--- Data for processing ---
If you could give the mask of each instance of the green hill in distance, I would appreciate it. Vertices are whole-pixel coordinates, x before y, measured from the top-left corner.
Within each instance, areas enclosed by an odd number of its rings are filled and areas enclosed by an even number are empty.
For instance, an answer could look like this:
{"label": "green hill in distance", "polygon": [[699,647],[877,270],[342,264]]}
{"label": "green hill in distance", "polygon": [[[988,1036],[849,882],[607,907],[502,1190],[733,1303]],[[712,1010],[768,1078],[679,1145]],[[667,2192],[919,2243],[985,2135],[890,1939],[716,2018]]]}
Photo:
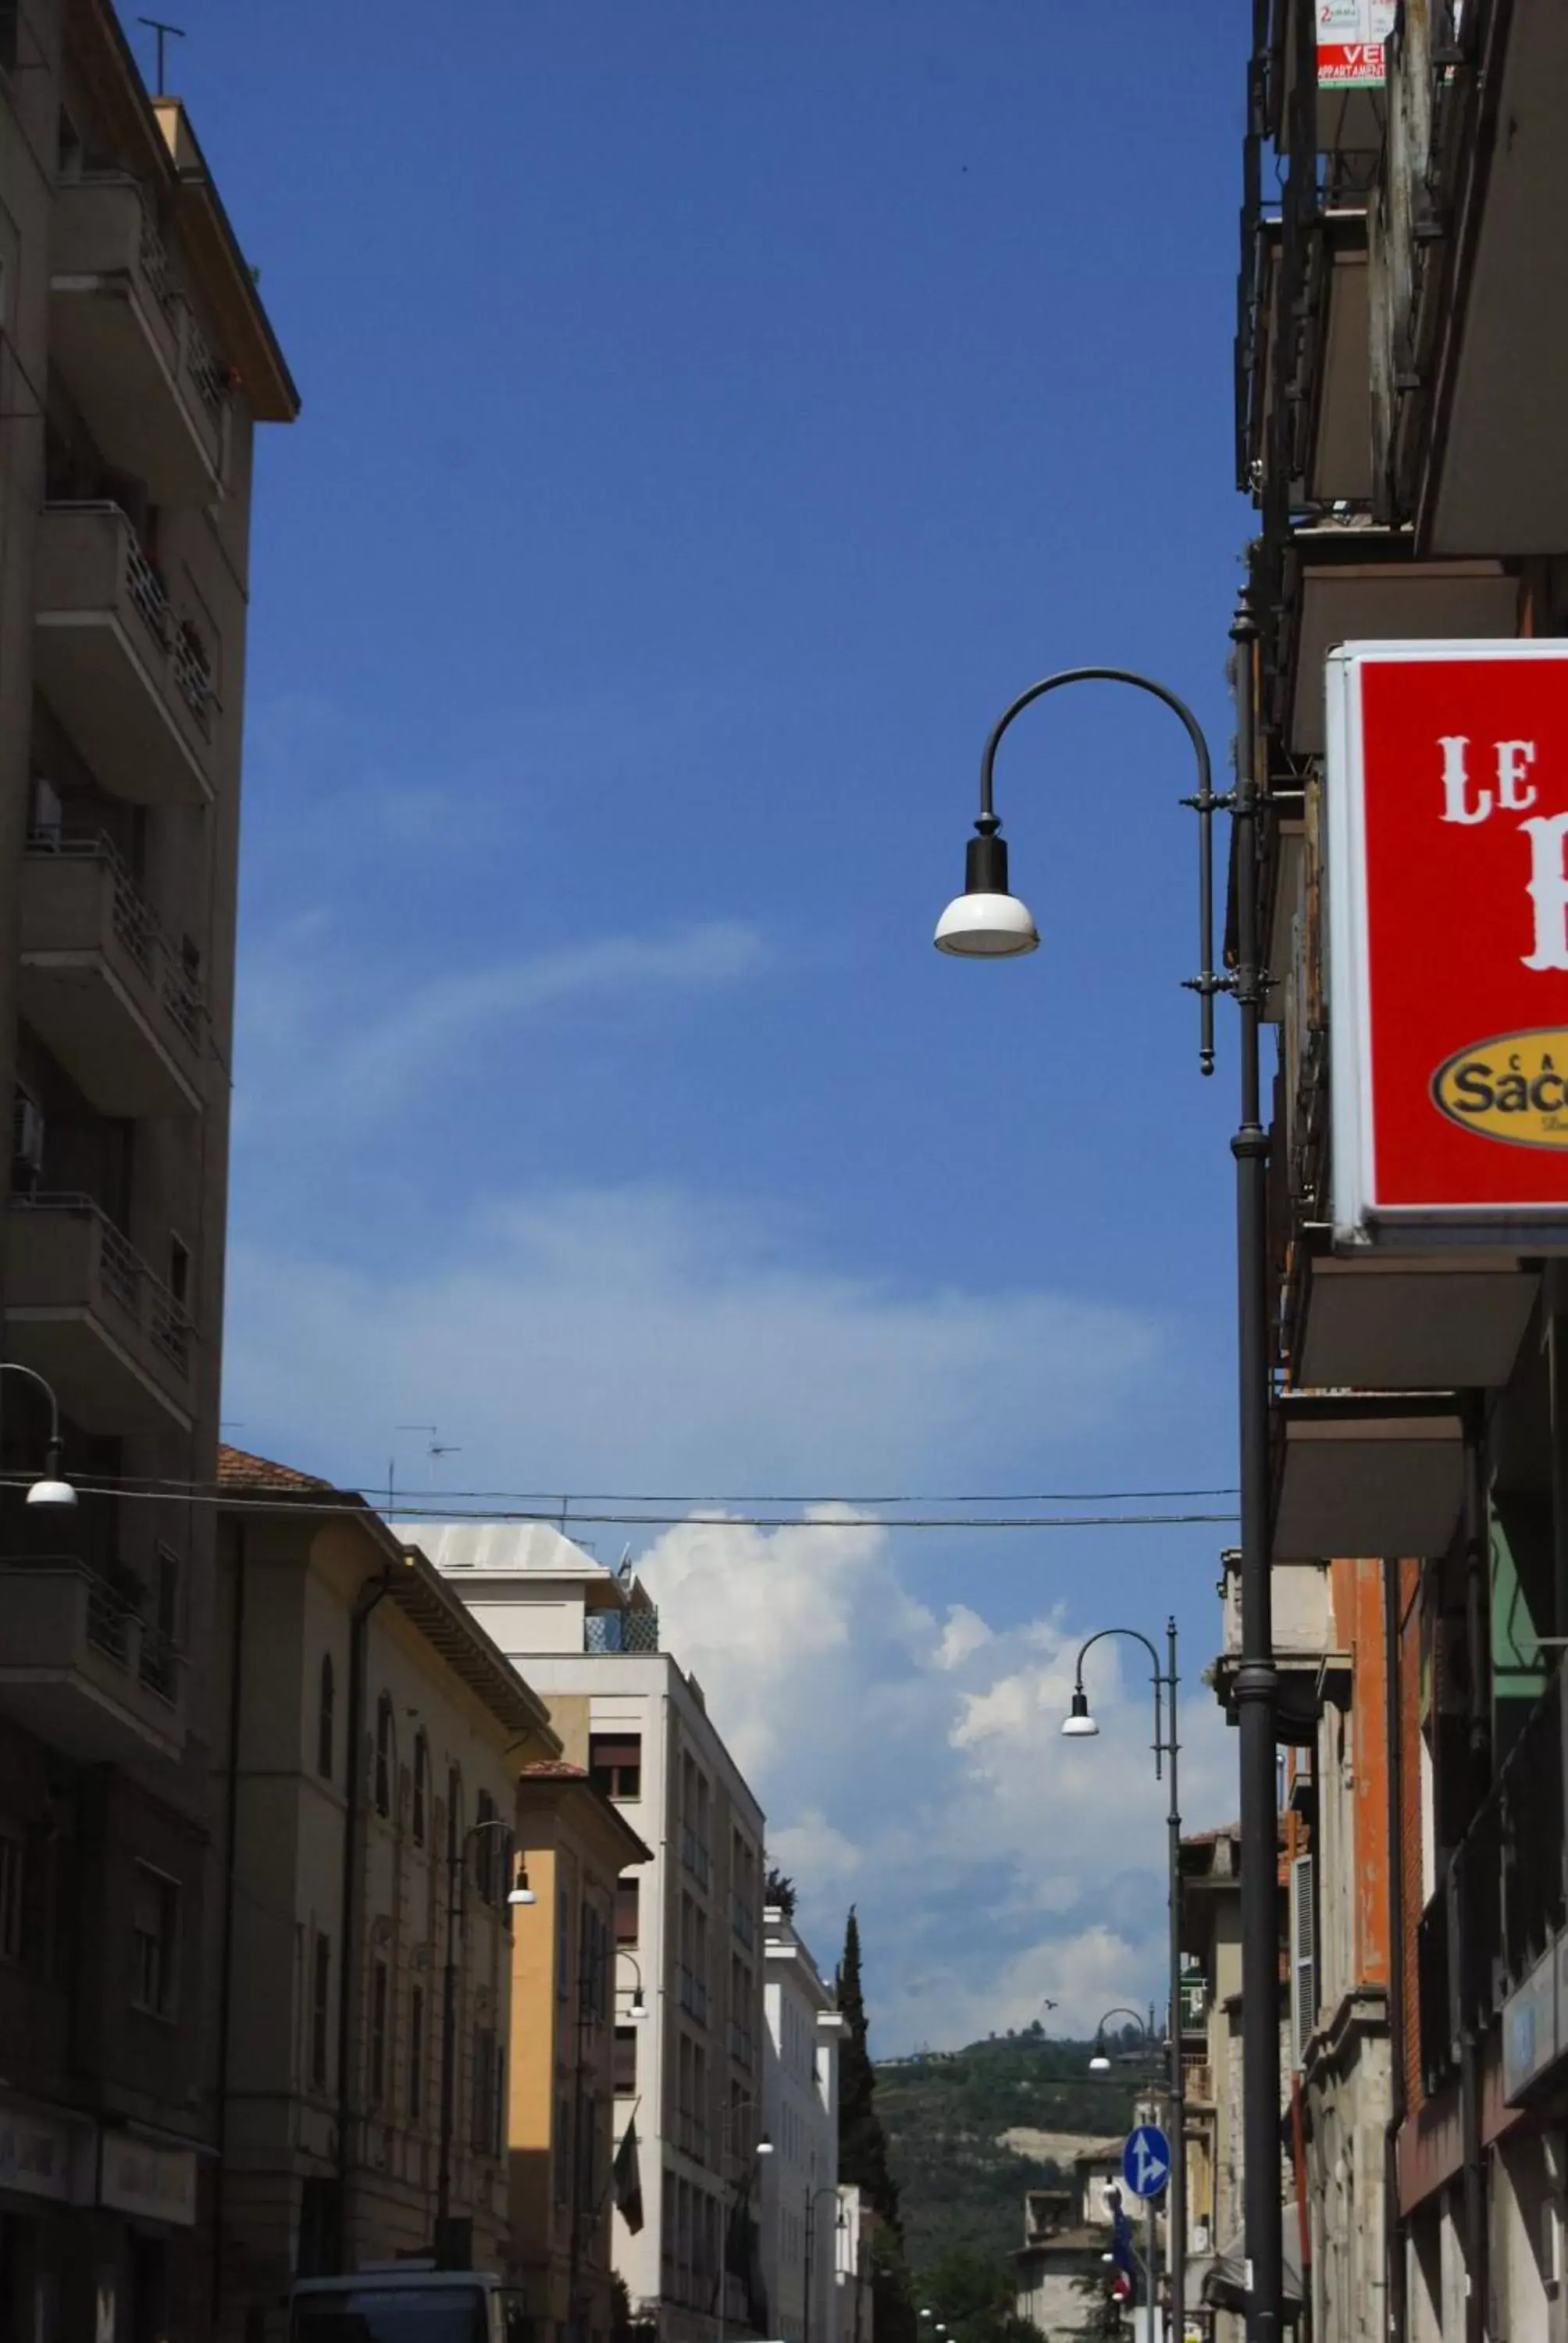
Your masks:
{"label": "green hill in distance", "polygon": [[[1023,2243],[1025,2189],[1070,2186],[1075,2140],[1131,2129],[1135,2081],[1091,2075],[1093,2049],[1036,2027],[878,2064],[877,2113],[917,2288],[922,2270],[955,2251],[1010,2254]],[[1040,2137],[1004,2140],[1020,2132]]]}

--- Problem description ---
Images are to be skipped, and each line above is to be returned exactly.

--- Task output ---
If you could give the mask of each instance of the green hill in distance, I would appreciate it. Vertices are whole-pixel coordinates, x before y, measured from the top-left corner.
Within each instance, areas enclosed by an odd number of its rings are filled and areas enclosed by an even number are empty.
For instance, an answer could look like this:
{"label": "green hill in distance", "polygon": [[699,647],[877,270],[342,264]]}
{"label": "green hill in distance", "polygon": [[[988,1036],[849,882],[607,907],[502,1190],[733,1303]],[[712,1010],[768,1078],[679,1145]],[[667,2192],[919,2243],[985,2135],[890,1939],[716,2018]]]}
Photo:
Your masks:
{"label": "green hill in distance", "polygon": [[[1023,2243],[1025,2189],[1070,2186],[1075,2140],[1131,2129],[1135,2081],[1091,2075],[1093,2049],[1036,2027],[878,2064],[877,2113],[917,2288],[922,2270],[955,2251],[1010,2254]],[[1040,2137],[1004,2140],[1020,2132]]]}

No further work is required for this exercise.